── RECORDS FOR THE EXERCISE ──
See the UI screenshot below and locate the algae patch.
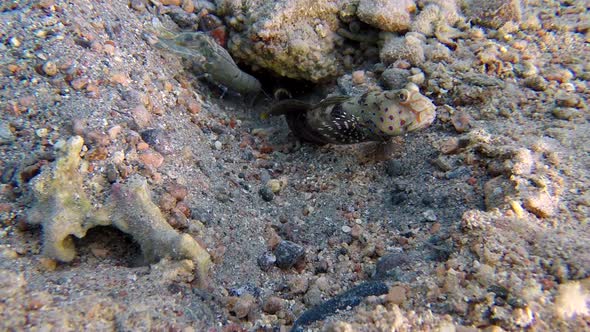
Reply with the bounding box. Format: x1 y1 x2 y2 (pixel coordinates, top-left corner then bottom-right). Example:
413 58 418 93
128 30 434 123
28 136 210 280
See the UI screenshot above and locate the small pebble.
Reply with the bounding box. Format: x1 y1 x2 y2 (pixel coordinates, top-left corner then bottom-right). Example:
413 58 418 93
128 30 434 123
43 61 57 76
139 152 164 168
451 112 471 133
385 159 405 177
422 210 437 222
35 128 49 138
385 286 407 305
274 240 305 269
352 70 366 85
70 77 90 91
106 164 119 184
256 252 277 272
158 193 176 211
130 104 152 128
524 192 557 218
107 125 123 140
233 293 256 318
524 75 549 91
266 179 282 194
182 0 195 13
140 129 174 156
129 0 145 12
440 137 459 154
258 186 275 202
9 37 21 47
287 275 309 294
166 183 188 201
391 188 409 205
111 73 129 86
0 121 15 145
262 296 285 315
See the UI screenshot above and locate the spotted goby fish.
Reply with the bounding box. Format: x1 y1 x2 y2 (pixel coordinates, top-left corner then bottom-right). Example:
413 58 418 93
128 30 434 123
269 83 436 144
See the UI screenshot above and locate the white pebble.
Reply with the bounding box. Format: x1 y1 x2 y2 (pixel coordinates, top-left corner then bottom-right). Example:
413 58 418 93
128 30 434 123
35 128 49 138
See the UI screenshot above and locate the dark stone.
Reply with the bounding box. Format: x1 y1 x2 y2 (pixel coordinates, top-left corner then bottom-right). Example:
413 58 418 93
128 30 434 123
385 159 406 177
313 259 329 274
274 241 305 269
391 187 408 205
488 285 510 300
107 164 119 184
375 252 409 279
140 129 174 155
258 187 275 202
291 281 389 331
256 252 277 272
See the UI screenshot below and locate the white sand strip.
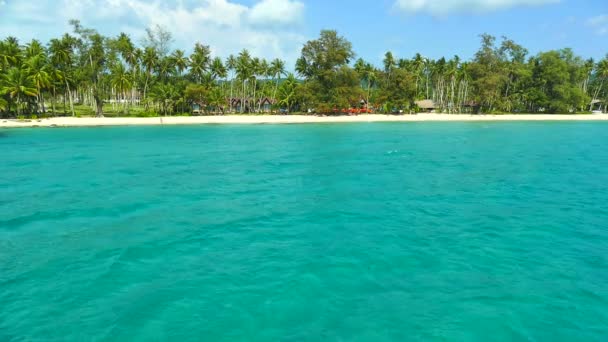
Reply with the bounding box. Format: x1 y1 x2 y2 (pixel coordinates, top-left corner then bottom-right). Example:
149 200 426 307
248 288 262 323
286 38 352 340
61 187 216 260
0 114 608 127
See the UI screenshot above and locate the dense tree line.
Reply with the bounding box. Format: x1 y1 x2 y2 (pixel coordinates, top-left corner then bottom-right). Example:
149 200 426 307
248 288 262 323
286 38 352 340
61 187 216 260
0 20 608 117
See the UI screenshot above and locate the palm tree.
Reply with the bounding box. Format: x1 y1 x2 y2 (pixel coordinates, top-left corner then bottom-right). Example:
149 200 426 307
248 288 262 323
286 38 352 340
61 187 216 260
0 37 21 70
383 51 395 84
355 58 376 108
142 47 158 100
209 57 227 80
236 49 253 112
110 62 133 113
0 67 38 115
190 43 211 84
226 55 237 113
117 33 142 105
24 39 44 59
277 73 298 112
171 50 188 76
49 34 76 116
270 58 285 100
589 55 608 110
24 54 51 113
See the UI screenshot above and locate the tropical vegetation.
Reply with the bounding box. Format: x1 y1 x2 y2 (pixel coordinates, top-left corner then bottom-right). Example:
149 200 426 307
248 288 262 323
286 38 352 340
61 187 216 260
0 20 608 117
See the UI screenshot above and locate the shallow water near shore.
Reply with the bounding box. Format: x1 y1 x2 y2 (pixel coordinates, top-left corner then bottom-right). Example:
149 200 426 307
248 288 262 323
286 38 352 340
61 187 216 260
0 122 608 341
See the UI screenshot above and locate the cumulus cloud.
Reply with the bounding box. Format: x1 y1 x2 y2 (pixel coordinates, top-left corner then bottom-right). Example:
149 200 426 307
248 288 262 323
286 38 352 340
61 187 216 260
395 0 560 15
0 0 306 63
249 0 304 25
587 14 608 35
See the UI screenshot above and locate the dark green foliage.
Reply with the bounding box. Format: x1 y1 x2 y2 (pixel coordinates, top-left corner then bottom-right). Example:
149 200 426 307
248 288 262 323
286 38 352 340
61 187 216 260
0 20 608 117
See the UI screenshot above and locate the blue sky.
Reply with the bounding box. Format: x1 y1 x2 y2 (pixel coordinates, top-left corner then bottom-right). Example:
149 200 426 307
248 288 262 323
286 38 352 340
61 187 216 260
0 0 608 64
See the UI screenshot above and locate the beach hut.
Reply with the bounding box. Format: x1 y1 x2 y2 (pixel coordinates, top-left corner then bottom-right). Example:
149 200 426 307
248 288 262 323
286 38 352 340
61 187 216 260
415 100 437 113
257 97 276 113
590 100 604 113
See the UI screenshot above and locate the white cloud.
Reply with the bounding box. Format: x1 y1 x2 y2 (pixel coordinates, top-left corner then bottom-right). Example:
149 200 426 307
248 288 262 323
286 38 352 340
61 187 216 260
249 0 304 25
395 0 560 15
0 0 306 64
587 14 608 35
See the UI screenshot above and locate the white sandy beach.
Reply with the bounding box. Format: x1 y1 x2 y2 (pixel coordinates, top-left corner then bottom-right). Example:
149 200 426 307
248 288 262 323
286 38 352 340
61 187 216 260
0 114 608 128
───
#### REQUIRED WORK:
Lay out the entire listing above as a JSON list of strings, one string per line. Skip blank lines and leave the pictures out.

#### FULL SOLUTION:
[
  "See the UI screenshot below and locate the algae patch.",
  "Reply with the bounding box. Format: x1 y1 x2 y2 (pixel coordinates, top-left corner then bottom-right). Example:",
  "413 58 418 93",
  "128 30 434 123",
  "28 136 210 280",
  "See the UI screenshot above and locate the small pebble.",
  "Reply with the bounding box. Format: x1 y1 x2 y2 (pixel coordinates, top-left corner then bottom-right). Example:",
  "413 58 418 93",
  "128 30 434 123",
  "43 61 57 76",
  "139 152 164 168",
  "451 112 471 133",
  "385 159 405 177",
  "422 210 437 222",
  "35 128 49 138",
  "385 286 407 305",
  "274 240 305 269",
  "352 70 366 85",
  "70 77 90 91",
  "106 164 119 184",
  "256 252 277 272",
  "158 193 176 211",
  "130 104 152 128",
  "524 192 557 218",
  "107 125 123 140",
  "233 293 256 318",
  "524 75 549 91",
  "266 179 282 194",
  "182 0 195 13",
  "140 129 174 156",
  "129 0 145 12",
  "440 137 459 154",
  "258 186 275 202",
  "9 37 21 47",
  "287 275 309 294",
  "166 183 188 201",
  "391 188 409 205",
  "111 73 129 86",
  "0 121 15 145",
  "262 296 285 315",
  "See the UI screenshot above and locate the spotted goby fish.",
  "Reply with the bounding box. Format: x1 y1 x2 y2 (pixel coordinates, top-left corner then bottom-right). Example:",
  "413 58 418 93",
  "128 30 434 123",
  "269 83 436 144",
  "See the UI screenshot above and locate the white pebble.",
  "Reply with the bounding box. Format: x1 y1 x2 y2 (pixel coordinates, top-left corner then bottom-right). Example:",
  "413 58 418 93",
  "128 30 434 123",
  "35 128 49 138",
  "See the UI screenshot above and locate the dark stone.",
  "Reply with the bounding box. Format: x1 y1 x2 y2 (pixel coordinates, top-left corner then bottom-right). Example:",
  "413 58 418 93",
  "128 30 434 123",
  "385 159 406 177",
  "313 259 329 274",
  "274 241 305 269",
  "391 187 408 205",
  "488 285 510 300",
  "107 164 119 184",
  "375 252 409 279",
  "140 129 174 155",
  "258 187 275 202",
  "291 281 389 331",
  "256 252 277 272",
  "See the UI screenshot below and locate the white sand strip.",
  "Reply with the bounding box. Format: x1 y1 x2 y2 (pixel coordinates, top-left corner then bottom-right). Example:",
  "149 200 426 307",
  "248 288 262 323",
  "286 38 352 340",
  "61 187 216 260",
  "0 114 608 127",
  "See the UI screenshot above and locate the dense tree line.",
  "Reply with the bounding box. Format: x1 y1 x2 y2 (pixel coordinates, top-left corner then bottom-right). Example:",
  "149 200 426 307",
  "248 288 262 323",
  "286 38 352 340",
  "61 187 216 260",
  "0 20 608 117",
  "See the UI screenshot above and locate the palm tree.",
  "Reply with the bounding box. Format: x1 y1 x2 y2 (pixel coordinates, top-left corner then bottom-right). Example:",
  "149 200 426 307",
  "248 288 262 323",
  "286 38 352 340",
  "61 187 216 260",
  "0 37 21 70",
  "383 51 395 84",
  "355 58 376 108",
  "142 47 158 100",
  "209 57 227 80",
  "236 49 253 112",
  "110 62 133 113",
  "0 67 38 115",
  "190 43 211 84",
  "226 55 237 113",
  "117 33 142 105",
  "24 39 44 59",
  "277 73 298 112",
  "171 50 188 76",
  "49 34 76 116",
  "270 58 285 100",
  "589 55 608 110",
  "24 54 51 113",
  "See the UI screenshot above and locate the tropical vegetation.",
  "Reply with the bounding box. Format: x1 y1 x2 y2 (pixel coordinates, top-left corner then bottom-right). Example:",
  "149 200 426 307",
  "248 288 262 323",
  "286 38 352 340",
  "61 187 216 260",
  "0 20 608 117",
  "See the UI screenshot above and locate the shallow water near shore.",
  "Reply with the bounding box. Format: x1 y1 x2 y2 (pixel coordinates, top-left corner then bottom-right). Example:",
  "149 200 426 307",
  "248 288 262 323",
  "286 38 352 340",
  "61 187 216 260",
  "0 122 608 341",
  "See the UI screenshot above and locate the cumulus cloud.",
  "Reply with the bounding box. Format: x1 y1 x2 y2 (pixel coordinates, top-left corner then bottom-right). Example:",
  "149 200 426 307",
  "248 288 262 323",
  "286 38 352 340",
  "61 187 216 260",
  "395 0 560 15",
  "0 0 306 63",
  "249 0 304 25",
  "587 14 608 35",
  "See the UI screenshot above and locate the dark green foliage.",
  "Reply with the bounding box. Format: x1 y1 x2 y2 (pixel coordinates, top-left corner then bottom-right). Example:",
  "149 200 426 307",
  "248 288 262 323",
  "286 38 352 340",
  "61 187 216 260",
  "0 20 608 117",
  "See the UI screenshot above and locate the blue sky.",
  "Reply with the bounding box. Format: x1 y1 x2 y2 (pixel coordinates, top-left corner then bottom-right). Example:",
  "149 200 426 307",
  "248 288 262 323",
  "286 38 352 340",
  "61 187 216 260",
  "0 0 608 64",
  "See the UI screenshot above and locate the beach hut.",
  "Reply with the bounding box. Format: x1 y1 x2 y2 (pixel coordinates, top-left corner then bottom-right). Example:",
  "149 200 426 307",
  "248 288 262 323",
  "286 38 352 340",
  "61 187 216 260",
  "415 100 437 113",
  "257 97 276 113",
  "590 100 604 113",
  "See the UI screenshot above and locate the white cloud.",
  "Reply with the bounding box. Format: x1 y1 x2 y2 (pixel coordinates, top-left corner then bottom-right). Example:",
  "149 200 426 307",
  "248 288 262 323",
  "286 38 352 340",
  "61 187 216 260",
  "249 0 304 25",
  "395 0 560 15",
  "0 0 306 64",
  "587 14 608 35",
  "See the UI screenshot above and locate the white sandy beach.",
  "Reply with the bounding box. Format: x1 y1 x2 y2 (pixel coordinates, top-left corner then bottom-right). Example:",
  "149 200 426 307",
  "248 288 262 323",
  "286 38 352 340",
  "61 187 216 260",
  "0 114 608 128"
]